══ Documento ══

Elas chegaram de mansinho e agora já está tudo dominado. Fazem
shows lotados, têm público fiel que sabe cantar todas suas letras e vão
ocupando seus lugares de destaque nas capas de revistas.
As meninas do hip-hop
nacional subverteram o universo de temas masculinos, para começar. Também
fizeram com que seus shows fossem uma porta de entrada para o público feminino
no rap. "Antes, era raro. Agora, só dá menina", diz a paulistana
Dryca Ryzzo, que está lançando seu primeiro disco, batizado com seu nome -
produzido por Dehco Wanlu (Jigaboo) e masterizado no Sterling Sound de Nova
York por Jay Franco.
"O rap tinha problema de aparecer na TV, na mídia. A
nova escola não tem tanto esse problema. Eu acredito que quem não é visto não é
lembrado", diz Karol, que foi atração do recente The Creators Project, em
São Paulo.
Suas canções contemplam a desilusão amorosa, o ciúme, a
apatia masculina, a falta de carinho. Sua atitude é desafiadora, elas mostram
que são do tipo que toma a iniciativa. "Fica só pra esperar o sol",
cantava Flora Matos, de gorro de esquiadora e coturno. Ela é, aos 21 anos, a
maior estrela do rap nacional no momento. Suas canções parecem conhecidas em
todas as classes sociais, conclamando uma espécie de trégua social e multicultural.
"Pretim, desse jeito você me deixa louca." Não há menina que não
dance essa.
Dryca Rizzo ficou à sombra dos manos do rap durante um bom
tempo. Era backing do projeto Rosana Bronks, de Mano Brown, e sua voz às vezes
soava em coletivos masculinos como RZO e Conexão do Morro.
"Mas estava na hora de injetar algum glamour no
caos", brinca a cantora. "Se hoje tem meninas nos shows, é porque
falamos de assuntos que são de mulheres. Não queremos mais só agradar ao lado
masculino do rap", diz. "Engraçado, todo mundo achava que os homens
não iam gostar, mas acho que pela batida e por outros elementos, tem atraído o
público masculino também."

═══

• _Tarefa 1_: Copie da reportagem sobre as meninas do hip-hop o trecho de "Elas chegaram de" a "por Jay Franco.".
• _Tarefa 2_: Dê continuidade à reportagem sobre as meninas do hip-hop a partir do ponto em que ela termina.
A listagem a seguir não tem relação com a reportagem.

══ Dados de origem ══

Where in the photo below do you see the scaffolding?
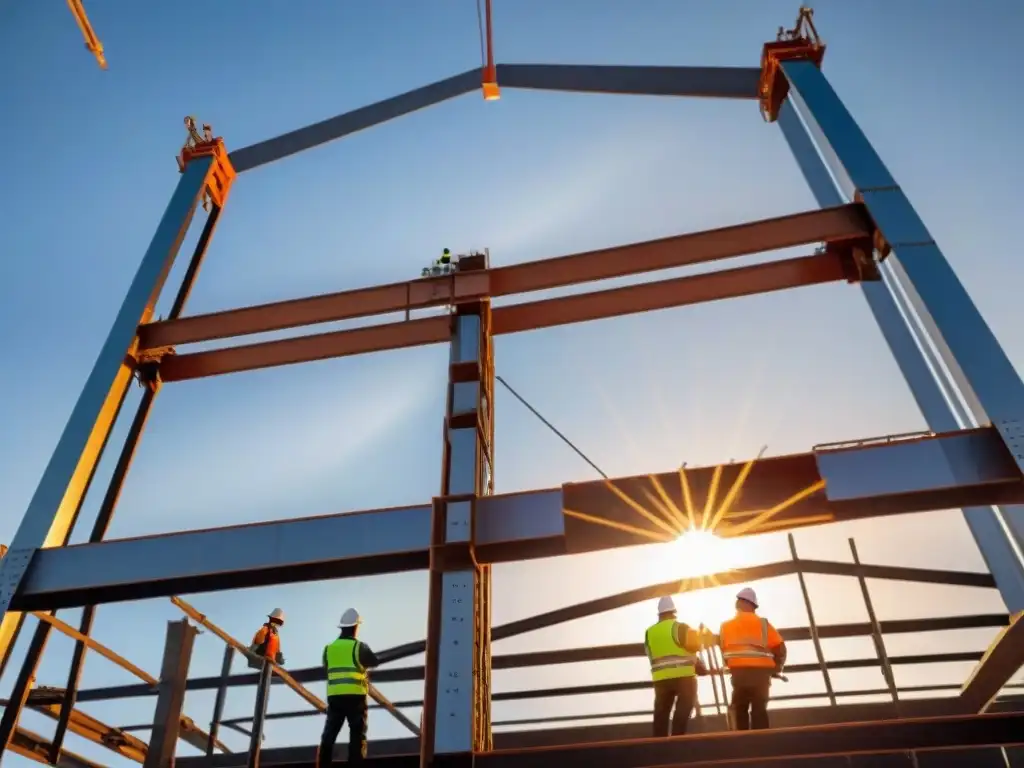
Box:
[0,9,1024,768]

═══

• _Resultado do exercício 1_:
Elas chegaram de mansinho e agora já está tudo dominado. Fazem
shows lotados, têm público fiel que sabe cantar todas suas letras e vão
ocupando seus lugares de destaque nas capas de revistas.
As meninas do hip-hop
nacional subverteram o universo de temas masculinos, para começar. Também
fizeram com que seus shows fossem uma porta de entrada para o público feminino
no rap. "Antes, era raro. Agora, só dá menina", diz a paulistana
Dryca Ryzzo, que está lançando seu primeiro disco, batizado com seu nome -
produzido por Dehco Wanlu (Jigaboo) e masterizado no Sterling Sound de Nova
York por Jay Franco.

• _Resultado do exercício 2_:
Ela, na verdade, era mais da MPB. "Adorava Milton
Nascimento", confessa a menina que veio do Alto Boqueirão, em Curitiba, e
foi secretária, recepcionista, assistente administrativa até ser aconselhada
pelos chefes a ser artista mesmo, porque seu negócio era outro. Em 2011, seu
clipe Boa Noite lhe rendeu uma indicação na categoria Aposta do VMB 2011.
Flora Matos veio de Brasília. Filha do músico baiano Renato
Matos, da banda Acarajazz, cresceu entre a capital federal e Olhos D’Água,
cidade de 3 mil habitantes a 105 quilômetros da capital federal. É a quinta de
sete irmãos: Jandira, Abaetê, Zé, Caetano, Julia e Davi. Nas palavras do pai,
aos 12 anos a filha "já estava mulher". Ia sozinha a shows de reggae,
escondida da mãe, Áurea, auxiliada por uma amiga com o dobro de sua idade. Aos
13, se apaixonou por rap num show dos Racionais.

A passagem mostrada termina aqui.